§ OBJECTIVE:
Please recast the whole listing below as a JSON list of strings, one string per line, with blank lines dropped and the pictures left out.
────────────────────
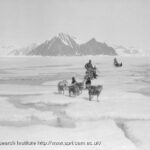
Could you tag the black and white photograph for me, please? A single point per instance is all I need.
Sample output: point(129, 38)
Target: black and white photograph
point(74, 75)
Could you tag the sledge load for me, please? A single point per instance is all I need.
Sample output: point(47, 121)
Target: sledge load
point(76, 88)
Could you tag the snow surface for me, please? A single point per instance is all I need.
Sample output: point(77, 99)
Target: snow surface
point(32, 109)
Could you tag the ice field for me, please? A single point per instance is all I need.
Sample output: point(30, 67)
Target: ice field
point(32, 110)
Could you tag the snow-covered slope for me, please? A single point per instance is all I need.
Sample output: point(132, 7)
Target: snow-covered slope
point(64, 44)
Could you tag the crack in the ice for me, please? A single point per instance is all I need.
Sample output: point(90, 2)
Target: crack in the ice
point(126, 133)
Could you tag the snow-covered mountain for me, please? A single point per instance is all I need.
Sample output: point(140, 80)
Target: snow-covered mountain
point(23, 51)
point(94, 47)
point(62, 44)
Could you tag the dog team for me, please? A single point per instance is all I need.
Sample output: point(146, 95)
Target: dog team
point(76, 88)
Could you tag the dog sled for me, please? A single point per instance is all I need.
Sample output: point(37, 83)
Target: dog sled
point(91, 73)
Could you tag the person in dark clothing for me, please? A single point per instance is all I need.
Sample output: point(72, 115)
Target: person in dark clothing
point(89, 65)
point(90, 69)
point(88, 82)
point(73, 81)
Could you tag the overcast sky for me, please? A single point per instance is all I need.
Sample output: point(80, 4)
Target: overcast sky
point(118, 22)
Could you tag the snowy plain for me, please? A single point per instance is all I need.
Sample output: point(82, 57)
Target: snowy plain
point(32, 109)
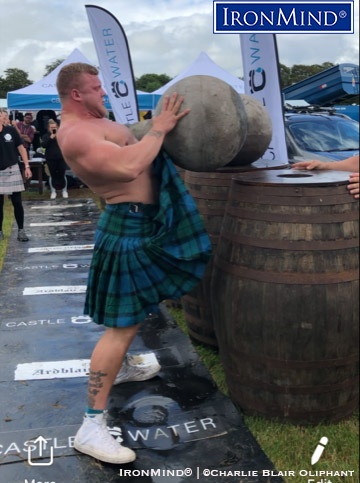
────────────────────
§ THE COMPLETED TASK:
[
  "Could you tag the black and white photograph for me, please? A single point per instance is all I need.",
  "Sample output: point(129, 38)",
  "Target: black and white photograph",
  "point(74, 75)",
  "Could you tag the sledge load for me, please? A single point per instance is all I need.",
  "Sample output: point(47, 121)",
  "Target: sledge load",
  "point(76, 88)",
  "Could you tag the snow surface for me, please? A single point per instance is all I need.",
  "Sample output: point(77, 99)",
  "Target: snow surface",
  "point(32, 109)",
  "Could you tag the ice field for me, please? A single point per instance is all I need.",
  "Sample output: point(30, 67)",
  "Target: ice field",
  "point(32, 110)",
  "Could you tag the snow-covered slope for me, please? A single point per instance is all I need.",
  "Sample output: point(132, 7)",
  "Target: snow-covered slope",
  "point(64, 44)",
  "Could you tag the crack in the ice for me, please? A single point per instance is all I need.",
  "Sample output: point(90, 2)",
  "Target: crack in the ice",
  "point(126, 133)",
  "Could you tag the snow-covered mountain for me, please? A single point per instance is all I need.",
  "Sample output: point(140, 80)",
  "Target: snow-covered mountain",
  "point(23, 51)",
  "point(94, 47)",
  "point(62, 44)",
  "Could you tag the dog team for me, please? A single point per instance is all I need.",
  "Sample output: point(146, 95)",
  "Target: dog team",
  "point(76, 88)",
  "Could you tag the dog sled for me, please? A single point per instance is all I need.",
  "Sample output: point(37, 83)",
  "Target: dog sled",
  "point(91, 73)",
  "Could you tag the person in dark clothing for me, please? A single point per instance is all I need.",
  "Sample output: point(72, 115)",
  "Target: person in dark clothing",
  "point(89, 65)",
  "point(90, 69)",
  "point(88, 82)",
  "point(73, 81)",
  "Could you tag the overcast sky for me, please? A single point per instance is all I need.",
  "Sample output: point(80, 4)",
  "Target: overcast sky",
  "point(118, 22)",
  "Could you tag the snowy plain for me, please? A single point per instance is all I need.",
  "Sample output: point(82, 57)",
  "Target: snowy plain",
  "point(32, 109)"
]